Goal>
Reproduce the records below exactly as they appear.

Available data>
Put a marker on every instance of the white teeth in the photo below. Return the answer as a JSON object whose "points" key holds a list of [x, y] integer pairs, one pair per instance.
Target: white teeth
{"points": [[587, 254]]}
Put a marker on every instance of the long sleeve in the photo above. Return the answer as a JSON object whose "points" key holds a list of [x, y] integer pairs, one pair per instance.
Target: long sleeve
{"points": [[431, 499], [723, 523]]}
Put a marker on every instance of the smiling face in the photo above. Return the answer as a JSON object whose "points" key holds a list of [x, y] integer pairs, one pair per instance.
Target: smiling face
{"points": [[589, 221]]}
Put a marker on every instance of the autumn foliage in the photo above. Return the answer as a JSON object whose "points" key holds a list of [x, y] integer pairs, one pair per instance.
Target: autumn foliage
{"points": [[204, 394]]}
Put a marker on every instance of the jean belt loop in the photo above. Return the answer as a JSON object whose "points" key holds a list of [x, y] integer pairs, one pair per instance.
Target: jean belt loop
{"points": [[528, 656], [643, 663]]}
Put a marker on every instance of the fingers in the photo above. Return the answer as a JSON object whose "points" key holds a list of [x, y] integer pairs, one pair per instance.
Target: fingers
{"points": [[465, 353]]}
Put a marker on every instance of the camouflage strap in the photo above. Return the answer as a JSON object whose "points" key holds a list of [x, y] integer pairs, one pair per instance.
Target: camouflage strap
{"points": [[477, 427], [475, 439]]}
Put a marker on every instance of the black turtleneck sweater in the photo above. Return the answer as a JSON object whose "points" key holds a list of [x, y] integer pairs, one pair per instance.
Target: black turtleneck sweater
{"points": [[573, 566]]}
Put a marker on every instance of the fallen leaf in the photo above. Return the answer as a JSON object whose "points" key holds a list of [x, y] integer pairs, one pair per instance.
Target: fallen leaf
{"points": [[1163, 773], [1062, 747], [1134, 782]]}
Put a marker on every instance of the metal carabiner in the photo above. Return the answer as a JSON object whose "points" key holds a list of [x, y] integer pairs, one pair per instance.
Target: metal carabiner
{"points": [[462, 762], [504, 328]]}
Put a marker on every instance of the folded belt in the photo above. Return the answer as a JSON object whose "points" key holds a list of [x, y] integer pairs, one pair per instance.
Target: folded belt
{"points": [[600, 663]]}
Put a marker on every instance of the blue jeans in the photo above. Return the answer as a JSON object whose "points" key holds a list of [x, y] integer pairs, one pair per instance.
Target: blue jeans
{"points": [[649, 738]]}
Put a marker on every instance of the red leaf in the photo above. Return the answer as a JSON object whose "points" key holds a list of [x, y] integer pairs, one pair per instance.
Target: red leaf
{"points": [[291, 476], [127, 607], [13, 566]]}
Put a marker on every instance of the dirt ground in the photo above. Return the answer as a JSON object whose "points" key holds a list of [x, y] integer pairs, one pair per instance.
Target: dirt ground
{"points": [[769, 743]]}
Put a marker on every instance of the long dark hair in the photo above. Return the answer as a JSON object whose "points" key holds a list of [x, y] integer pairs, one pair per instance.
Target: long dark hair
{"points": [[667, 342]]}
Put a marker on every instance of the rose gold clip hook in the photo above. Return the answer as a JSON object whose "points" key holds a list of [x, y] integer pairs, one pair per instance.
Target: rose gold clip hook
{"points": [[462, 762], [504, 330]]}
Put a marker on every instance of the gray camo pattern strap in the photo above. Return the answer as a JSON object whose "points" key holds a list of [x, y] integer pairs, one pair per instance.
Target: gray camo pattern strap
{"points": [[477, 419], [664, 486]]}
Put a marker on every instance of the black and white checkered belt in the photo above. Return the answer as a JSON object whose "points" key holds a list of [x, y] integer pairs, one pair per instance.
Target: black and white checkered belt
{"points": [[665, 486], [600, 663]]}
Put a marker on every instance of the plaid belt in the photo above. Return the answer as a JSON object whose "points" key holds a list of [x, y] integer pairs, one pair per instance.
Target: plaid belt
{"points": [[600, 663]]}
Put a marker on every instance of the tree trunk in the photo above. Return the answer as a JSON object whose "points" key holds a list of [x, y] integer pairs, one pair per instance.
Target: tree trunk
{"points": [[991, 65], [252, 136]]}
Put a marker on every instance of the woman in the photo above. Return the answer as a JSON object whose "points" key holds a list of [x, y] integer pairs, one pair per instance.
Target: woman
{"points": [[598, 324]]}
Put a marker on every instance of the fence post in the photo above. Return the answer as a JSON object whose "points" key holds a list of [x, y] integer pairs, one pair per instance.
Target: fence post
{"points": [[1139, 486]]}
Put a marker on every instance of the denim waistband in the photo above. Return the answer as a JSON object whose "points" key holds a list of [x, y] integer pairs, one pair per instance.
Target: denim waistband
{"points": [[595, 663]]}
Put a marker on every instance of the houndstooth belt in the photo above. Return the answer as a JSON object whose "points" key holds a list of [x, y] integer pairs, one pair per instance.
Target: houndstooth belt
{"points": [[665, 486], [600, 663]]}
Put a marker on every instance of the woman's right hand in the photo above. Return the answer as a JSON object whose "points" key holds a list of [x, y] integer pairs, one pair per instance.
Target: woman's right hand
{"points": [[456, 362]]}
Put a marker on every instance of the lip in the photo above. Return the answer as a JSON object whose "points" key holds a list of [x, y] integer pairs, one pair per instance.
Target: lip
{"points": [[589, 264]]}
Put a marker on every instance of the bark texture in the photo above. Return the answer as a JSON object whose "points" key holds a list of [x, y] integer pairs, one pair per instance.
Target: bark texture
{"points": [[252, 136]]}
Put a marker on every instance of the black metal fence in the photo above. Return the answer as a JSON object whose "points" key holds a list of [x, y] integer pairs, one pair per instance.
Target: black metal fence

Response>
Put a marker on every instance of the white teeth in the photo below. Return the answer as a JSON object whose "points" key holds a list of [x, y] integer pairs, one pair per instance.
Target: white teeth
{"points": [[587, 254]]}
Put a marker on every instance of the long sleeve in the photo above. Return the answer as a JSON object whose "points" key holds a list of [x, y] integer pairs, one pair per instance.
Target: long sleeve
{"points": [[431, 499], [723, 523]]}
Put a marker on every instance of the smiling face in the photo above. Return the answer as a JSON object whose "points" key holds a list of [x, y] integer pairs, one pair per instance.
Target: smiling face
{"points": [[589, 221]]}
Put a marker on every instance of the autumn foliage in the photo above. Return the answer as a JSON object whose "points" key holds a list of [x, y] integer pairs, one pair per instance.
Target: autumn foliage
{"points": [[204, 394]]}
Put a marker on every instance of the jean belt loop in the photo above. Return the answer as a JSON object whose "points" key holds a list of [x, y] integer pairs, one pair per instance.
Target: jean belt loop
{"points": [[528, 656], [643, 663]]}
Put a marker on every instance of the fingers in the photo above. Return the answer as a JSON object whose "points" key holds a list of [x, y] integer pairs, one pair per instance.
Target: fingers
{"points": [[465, 353]]}
Put a marker on every instance of the camouflage strap in the photo above. Return the answer as a JSON object whose "points" key holds a list of [x, y] integer pairs, one pair per instance.
Target: camouflage strap
{"points": [[477, 427], [475, 439]]}
Put a marker on every instance of the black turtleneck sweater in the photo above. Return the answer as a JSON object whose "points" key holds a list of [x, y] integer pairs, one pair per instance.
Target: black turtleneck sweater
{"points": [[573, 566]]}
Put a marker on every instance of the fallen leaf in the photo above. Return the answer as a JSON object whose "points" key holds a list of [x, y] integer pairs, one pair per instance.
Target: fallen leaf
{"points": [[1163, 773], [1062, 747], [1134, 782]]}
Put a marker on every instance of the metal carabiner in the photo above. Return the answer as a JSON object whose "points" key holds a list of [x, y] integer pairs, one pair per instance.
Target: metal carabiner
{"points": [[462, 762], [504, 328]]}
Put a marker on every instance of the folded belt in the photo above. Return the answer as a JSON object whose "points" key holds a list of [x, y] integer pairs, one pair per instance.
Target: folded belt
{"points": [[600, 663]]}
Put a marker on every instance of the blue jeans in the photo above. Return the answer as a JSON object whose "points" key holds a list of [x, y] integer pairs, one pair per instance.
Target: blue jeans
{"points": [[649, 738]]}
Put a marker on every instance of the red leaf in the photo above. Return the answer as a JSON object whose "points" key holds a list of [x, y] integer pairs, one pair per instance.
Target: red leaf
{"points": [[291, 476], [127, 607], [13, 566]]}
Put a marker on every instance of the dirt ground in the photo above. Return the answer as a JSON object whose "points" key holds a list of [x, y] integer pairs, one pair per instance.
Target: dirt ground
{"points": [[769, 743]]}
Put a marker on every instance of the long dark hair in the photo above. Return the answer as a JSON object whose "points" key holds a list of [x, y] integer pairs, one pair per instance.
Target: long dark hair
{"points": [[667, 342]]}
Put a marker on every instance of the rose gold clip hook in the photo above. Return the answer as a JSON object whose "points" key holds a list of [x, y] integer pairs, one pair per instance.
Target: rose gold clip hook
{"points": [[462, 762], [504, 330]]}
Put a marker on every instance of the gray camo pattern strap in the photo above. Return the answer as a JSON object whose "points" key holds a list of [x, y] integer pairs, one pair per instance.
Target: gray camo pattern strap
{"points": [[477, 419], [664, 486]]}
Put a marker on every instance of the black and white checkered belt in the photo above. Return the answer as a JSON object whose "points" key holds a list of [x, y] integer pairs, one pair per instance.
Target: black and white checkered belt
{"points": [[665, 486], [600, 663]]}
Put a marker on every instance of the plaid belt in the photo above. Return the answer as a JSON object whose "points" key holds a list of [x, y] integer pairs, one pair per instance.
Target: plaid belt
{"points": [[600, 663]]}
Put a marker on every instance of the tree trunk in the photo above. Return the answer as a JSON object whose "points" key holds a list of [x, y] integer pairs, one pair per instance.
Target: tree trunk
{"points": [[991, 65], [252, 136]]}
Put a marker on every instance of the woman in the photo above. Return the answer as a JSON object whose "points" key holds a list of [x, y] integer pairs, one pair per instance.
Target: woman
{"points": [[598, 324]]}
Put a marker on every instance of the fence post in the photo above. Return the answer as a JSON object whose "points" key holds a list of [x, y] integer pairs, one pair per instance.
Target: fence post
{"points": [[1139, 486]]}
Put a marker on every instance of the denim waistband in the photo above. Return the answer as a JSON object whose "points" key holds a list of [x, y] integer pairs, one pair per instance.
Target: denim waistband
{"points": [[595, 663]]}
Put a marker on every instance of the houndstooth belt in the photo above. Return the answer as a JSON object whose "points" key holds a list of [x, y] integer pairs, one pair per instance.
Target: houndstooth belt
{"points": [[665, 486], [600, 663]]}
Put a marker on every instance of the woman's right hand in the photo above. Return the answer as a JSON object whose "points" key holds a list of [x, y] integer pairs, one pair per instance.
Target: woman's right hand
{"points": [[456, 362]]}
Put a marker on every instance of the lip in the photo above. Return the answer as a JSON object whose "points" key holds a list of [x, y] integer pairs, one pair per instance.
Target: lip
{"points": [[589, 264]]}
Put a marker on every instance of the bark texture in the photo above. Return the answer as a JSON object whose "points" key holds a list of [x, y] integer pairs, one pair per instance.
Target: bark texture
{"points": [[252, 136]]}
Put a marker on every instance of the black metal fence in the photo above. Return the answer as a JSON object whose "points" key holds a list of [x, y] integer pairs, one pair per instance.
Target: black metal fence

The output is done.